◆ Problem requirements
Rewrite the entries from the line with "Find the <item>bus headlight</item>;" through the end of the entries, changing "headlight" to "taillight" and leaving everything else as it is.

━━ Material shown ━━

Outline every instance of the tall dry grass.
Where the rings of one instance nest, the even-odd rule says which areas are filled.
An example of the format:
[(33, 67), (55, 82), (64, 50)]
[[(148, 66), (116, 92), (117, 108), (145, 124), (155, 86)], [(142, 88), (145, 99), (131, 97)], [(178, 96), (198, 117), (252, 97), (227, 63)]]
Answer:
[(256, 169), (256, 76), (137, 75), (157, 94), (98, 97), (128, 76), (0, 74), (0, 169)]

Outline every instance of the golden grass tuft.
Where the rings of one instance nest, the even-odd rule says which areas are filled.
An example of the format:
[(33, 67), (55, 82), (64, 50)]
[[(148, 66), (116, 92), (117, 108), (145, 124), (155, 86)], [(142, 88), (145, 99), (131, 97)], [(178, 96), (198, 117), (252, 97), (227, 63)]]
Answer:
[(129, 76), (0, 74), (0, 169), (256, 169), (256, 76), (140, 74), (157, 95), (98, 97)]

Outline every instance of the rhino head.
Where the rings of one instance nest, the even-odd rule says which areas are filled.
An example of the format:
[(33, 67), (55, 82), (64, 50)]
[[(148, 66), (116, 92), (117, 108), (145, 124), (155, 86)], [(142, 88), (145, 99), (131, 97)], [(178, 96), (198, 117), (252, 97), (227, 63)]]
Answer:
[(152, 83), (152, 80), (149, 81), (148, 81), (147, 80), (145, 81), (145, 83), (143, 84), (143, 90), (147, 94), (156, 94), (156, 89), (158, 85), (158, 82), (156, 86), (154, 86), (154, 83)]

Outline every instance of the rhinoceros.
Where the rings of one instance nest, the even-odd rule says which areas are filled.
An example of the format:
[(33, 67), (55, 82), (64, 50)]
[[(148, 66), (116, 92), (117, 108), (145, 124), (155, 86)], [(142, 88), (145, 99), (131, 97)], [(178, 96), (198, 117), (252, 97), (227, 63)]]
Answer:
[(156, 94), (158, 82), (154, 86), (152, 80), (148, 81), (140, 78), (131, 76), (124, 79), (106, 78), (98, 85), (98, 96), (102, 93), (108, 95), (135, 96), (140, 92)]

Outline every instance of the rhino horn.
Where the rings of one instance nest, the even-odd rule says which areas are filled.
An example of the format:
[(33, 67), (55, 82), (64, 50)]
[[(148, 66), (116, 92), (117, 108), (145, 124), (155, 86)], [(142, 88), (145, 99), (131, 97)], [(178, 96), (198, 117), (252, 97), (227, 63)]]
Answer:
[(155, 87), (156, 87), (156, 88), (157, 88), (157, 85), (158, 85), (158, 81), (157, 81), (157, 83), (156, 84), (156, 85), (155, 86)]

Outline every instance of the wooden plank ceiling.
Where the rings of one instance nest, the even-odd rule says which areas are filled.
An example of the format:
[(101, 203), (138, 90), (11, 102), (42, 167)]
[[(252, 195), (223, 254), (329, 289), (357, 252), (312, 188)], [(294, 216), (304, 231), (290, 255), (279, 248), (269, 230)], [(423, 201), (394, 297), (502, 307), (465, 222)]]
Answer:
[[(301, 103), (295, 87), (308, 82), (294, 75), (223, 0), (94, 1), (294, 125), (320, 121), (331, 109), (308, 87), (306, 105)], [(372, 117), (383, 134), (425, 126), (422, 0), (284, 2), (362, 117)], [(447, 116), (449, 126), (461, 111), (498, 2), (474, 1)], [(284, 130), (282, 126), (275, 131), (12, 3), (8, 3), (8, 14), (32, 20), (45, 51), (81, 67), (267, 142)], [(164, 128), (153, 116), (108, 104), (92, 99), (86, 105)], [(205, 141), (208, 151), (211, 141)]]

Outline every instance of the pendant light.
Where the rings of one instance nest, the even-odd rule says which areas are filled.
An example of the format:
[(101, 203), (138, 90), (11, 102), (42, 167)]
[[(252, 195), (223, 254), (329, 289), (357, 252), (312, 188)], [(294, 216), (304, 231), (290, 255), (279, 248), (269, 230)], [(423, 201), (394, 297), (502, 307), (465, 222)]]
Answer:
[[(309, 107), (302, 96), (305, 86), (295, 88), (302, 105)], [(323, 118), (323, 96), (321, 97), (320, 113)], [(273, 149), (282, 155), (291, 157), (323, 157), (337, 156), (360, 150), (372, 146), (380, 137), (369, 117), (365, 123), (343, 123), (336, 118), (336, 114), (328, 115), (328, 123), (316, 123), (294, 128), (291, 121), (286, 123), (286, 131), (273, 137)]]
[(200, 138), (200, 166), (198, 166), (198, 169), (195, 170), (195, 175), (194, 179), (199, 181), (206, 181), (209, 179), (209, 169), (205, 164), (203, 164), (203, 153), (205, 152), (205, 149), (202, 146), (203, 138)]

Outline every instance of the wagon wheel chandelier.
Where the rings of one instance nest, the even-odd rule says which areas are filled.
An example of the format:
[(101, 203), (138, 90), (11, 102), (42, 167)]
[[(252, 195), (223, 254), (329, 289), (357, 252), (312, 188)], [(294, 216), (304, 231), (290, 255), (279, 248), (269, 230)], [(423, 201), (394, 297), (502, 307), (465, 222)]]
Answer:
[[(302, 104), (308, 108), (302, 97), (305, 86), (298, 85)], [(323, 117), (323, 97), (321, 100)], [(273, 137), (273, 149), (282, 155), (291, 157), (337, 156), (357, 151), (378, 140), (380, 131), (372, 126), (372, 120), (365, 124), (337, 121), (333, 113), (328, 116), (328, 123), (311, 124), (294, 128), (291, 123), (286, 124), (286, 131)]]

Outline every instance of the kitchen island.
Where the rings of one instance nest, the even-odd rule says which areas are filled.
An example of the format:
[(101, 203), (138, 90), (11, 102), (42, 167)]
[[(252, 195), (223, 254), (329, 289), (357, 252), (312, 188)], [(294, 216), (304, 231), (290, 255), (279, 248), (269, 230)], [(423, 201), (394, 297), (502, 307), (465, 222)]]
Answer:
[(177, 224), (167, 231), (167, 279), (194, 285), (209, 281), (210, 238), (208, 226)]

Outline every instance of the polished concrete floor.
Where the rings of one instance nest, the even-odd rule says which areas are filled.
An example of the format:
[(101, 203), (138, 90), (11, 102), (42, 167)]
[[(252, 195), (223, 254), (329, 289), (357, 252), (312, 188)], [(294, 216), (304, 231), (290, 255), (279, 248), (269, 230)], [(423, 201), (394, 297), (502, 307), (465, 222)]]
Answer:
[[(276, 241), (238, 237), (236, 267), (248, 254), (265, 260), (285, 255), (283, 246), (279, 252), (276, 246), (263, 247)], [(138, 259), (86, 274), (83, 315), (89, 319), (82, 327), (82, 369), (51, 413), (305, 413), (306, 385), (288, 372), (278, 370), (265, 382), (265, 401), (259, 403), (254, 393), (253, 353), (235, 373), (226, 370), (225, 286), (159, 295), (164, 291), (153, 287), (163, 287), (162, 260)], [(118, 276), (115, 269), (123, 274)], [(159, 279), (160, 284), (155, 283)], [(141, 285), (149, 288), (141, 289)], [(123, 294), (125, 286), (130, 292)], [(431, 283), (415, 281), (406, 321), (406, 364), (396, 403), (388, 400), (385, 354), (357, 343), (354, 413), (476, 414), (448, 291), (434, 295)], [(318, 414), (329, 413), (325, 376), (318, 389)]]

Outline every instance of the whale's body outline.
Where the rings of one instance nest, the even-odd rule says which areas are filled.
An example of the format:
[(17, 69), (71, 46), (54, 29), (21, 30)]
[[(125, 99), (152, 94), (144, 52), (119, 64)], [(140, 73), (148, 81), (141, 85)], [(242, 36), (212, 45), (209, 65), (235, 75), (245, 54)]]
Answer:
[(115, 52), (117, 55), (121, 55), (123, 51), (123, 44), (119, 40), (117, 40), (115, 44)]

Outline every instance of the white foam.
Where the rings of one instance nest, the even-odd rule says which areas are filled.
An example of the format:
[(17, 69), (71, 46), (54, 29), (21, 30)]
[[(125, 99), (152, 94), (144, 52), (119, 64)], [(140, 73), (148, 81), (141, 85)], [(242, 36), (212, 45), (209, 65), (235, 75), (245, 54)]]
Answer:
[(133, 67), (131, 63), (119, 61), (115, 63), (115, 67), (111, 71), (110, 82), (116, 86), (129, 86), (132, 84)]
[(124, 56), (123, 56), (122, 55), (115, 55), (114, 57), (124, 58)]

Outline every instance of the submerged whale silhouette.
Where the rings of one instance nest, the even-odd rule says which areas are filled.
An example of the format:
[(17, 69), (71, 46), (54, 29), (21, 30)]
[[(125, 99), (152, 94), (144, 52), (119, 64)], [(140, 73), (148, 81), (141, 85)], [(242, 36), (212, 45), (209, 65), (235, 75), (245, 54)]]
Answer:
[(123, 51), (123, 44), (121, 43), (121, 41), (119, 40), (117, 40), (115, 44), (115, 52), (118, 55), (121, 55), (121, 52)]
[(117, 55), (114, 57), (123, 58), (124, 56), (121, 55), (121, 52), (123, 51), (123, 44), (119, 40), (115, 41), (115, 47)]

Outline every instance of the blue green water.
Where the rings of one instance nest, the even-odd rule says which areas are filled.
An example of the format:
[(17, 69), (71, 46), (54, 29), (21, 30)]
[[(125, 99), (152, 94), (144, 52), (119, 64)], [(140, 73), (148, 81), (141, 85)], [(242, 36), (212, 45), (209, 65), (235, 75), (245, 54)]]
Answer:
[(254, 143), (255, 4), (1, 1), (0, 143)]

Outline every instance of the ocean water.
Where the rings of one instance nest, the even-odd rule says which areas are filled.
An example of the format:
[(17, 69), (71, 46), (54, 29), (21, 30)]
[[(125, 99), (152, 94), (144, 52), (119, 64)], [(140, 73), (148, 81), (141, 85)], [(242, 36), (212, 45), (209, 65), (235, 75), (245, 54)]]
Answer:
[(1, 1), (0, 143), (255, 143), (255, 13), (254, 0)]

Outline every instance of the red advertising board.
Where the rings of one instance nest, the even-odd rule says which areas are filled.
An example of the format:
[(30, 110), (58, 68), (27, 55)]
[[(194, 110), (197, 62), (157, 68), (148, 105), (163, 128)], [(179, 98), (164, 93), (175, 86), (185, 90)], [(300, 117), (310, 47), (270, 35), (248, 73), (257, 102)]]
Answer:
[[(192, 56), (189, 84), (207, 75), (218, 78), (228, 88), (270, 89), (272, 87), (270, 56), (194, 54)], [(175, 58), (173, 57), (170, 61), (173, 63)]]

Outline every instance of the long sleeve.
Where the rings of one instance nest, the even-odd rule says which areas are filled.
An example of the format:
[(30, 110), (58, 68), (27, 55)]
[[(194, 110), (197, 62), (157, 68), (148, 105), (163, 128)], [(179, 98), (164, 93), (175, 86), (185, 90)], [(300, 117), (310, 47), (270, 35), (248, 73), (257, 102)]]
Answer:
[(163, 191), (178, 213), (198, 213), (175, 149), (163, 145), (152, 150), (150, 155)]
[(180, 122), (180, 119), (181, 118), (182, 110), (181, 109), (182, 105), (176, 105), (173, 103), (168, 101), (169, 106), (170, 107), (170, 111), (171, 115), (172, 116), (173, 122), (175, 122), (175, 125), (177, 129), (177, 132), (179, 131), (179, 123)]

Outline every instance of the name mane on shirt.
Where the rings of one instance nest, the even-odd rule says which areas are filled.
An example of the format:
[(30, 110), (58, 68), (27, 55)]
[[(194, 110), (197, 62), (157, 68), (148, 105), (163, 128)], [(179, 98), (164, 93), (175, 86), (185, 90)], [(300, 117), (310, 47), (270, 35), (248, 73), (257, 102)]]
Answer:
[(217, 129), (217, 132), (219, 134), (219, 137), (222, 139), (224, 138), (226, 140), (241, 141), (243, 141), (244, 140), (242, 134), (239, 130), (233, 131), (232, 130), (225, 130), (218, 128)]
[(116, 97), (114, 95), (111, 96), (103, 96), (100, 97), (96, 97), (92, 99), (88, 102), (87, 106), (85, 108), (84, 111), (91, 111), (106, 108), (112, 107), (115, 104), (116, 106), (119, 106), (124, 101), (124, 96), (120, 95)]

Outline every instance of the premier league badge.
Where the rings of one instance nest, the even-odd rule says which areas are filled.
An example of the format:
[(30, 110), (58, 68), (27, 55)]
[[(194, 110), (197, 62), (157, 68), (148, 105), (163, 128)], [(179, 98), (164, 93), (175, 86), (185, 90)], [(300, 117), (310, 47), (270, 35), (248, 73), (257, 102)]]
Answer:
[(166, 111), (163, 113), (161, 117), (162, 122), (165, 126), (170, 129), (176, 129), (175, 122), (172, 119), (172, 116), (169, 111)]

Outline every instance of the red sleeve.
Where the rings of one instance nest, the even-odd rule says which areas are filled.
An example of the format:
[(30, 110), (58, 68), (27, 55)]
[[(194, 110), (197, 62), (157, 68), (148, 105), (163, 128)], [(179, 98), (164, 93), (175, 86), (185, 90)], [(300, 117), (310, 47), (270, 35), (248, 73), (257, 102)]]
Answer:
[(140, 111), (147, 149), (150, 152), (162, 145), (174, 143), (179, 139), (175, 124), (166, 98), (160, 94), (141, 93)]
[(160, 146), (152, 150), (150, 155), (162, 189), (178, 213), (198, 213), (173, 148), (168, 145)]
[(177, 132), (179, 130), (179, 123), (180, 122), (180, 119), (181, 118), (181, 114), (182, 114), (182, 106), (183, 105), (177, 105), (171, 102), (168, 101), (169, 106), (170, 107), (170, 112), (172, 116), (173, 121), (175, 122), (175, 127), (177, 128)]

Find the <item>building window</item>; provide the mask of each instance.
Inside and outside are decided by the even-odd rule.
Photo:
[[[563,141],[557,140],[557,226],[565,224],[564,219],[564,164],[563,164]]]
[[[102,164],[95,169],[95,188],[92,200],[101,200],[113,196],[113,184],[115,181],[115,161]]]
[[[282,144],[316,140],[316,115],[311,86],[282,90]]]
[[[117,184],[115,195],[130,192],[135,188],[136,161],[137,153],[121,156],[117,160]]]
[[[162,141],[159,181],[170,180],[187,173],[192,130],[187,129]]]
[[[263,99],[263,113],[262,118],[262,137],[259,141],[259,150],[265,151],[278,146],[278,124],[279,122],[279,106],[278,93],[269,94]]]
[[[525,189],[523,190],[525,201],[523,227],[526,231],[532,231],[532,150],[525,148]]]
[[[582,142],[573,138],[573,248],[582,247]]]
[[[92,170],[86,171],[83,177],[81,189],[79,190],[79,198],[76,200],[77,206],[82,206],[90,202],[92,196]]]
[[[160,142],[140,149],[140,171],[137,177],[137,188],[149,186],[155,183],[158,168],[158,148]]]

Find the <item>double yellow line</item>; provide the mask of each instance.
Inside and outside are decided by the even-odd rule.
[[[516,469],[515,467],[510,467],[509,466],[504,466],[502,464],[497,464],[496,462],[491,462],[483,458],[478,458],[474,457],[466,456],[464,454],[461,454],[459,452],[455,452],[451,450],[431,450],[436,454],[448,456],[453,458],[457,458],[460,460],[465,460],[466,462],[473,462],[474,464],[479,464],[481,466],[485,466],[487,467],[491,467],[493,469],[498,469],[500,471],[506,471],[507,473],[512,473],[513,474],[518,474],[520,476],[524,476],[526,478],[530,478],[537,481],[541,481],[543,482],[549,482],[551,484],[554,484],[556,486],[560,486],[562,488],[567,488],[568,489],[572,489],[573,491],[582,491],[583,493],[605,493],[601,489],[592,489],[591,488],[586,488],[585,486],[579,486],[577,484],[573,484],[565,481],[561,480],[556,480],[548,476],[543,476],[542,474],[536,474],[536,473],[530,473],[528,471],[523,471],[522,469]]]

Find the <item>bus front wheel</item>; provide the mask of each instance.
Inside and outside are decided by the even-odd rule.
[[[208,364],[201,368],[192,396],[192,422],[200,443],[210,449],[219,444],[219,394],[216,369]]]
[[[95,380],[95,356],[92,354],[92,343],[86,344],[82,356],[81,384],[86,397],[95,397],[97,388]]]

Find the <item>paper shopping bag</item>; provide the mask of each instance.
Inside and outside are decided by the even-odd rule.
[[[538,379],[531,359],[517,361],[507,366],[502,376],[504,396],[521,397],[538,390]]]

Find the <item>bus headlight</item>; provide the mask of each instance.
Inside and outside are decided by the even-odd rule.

━━━

◆ Task response
Find the <item>bus taillight</item>; provide the mask of each instance.
Inside and outside are decided by the even-odd rule.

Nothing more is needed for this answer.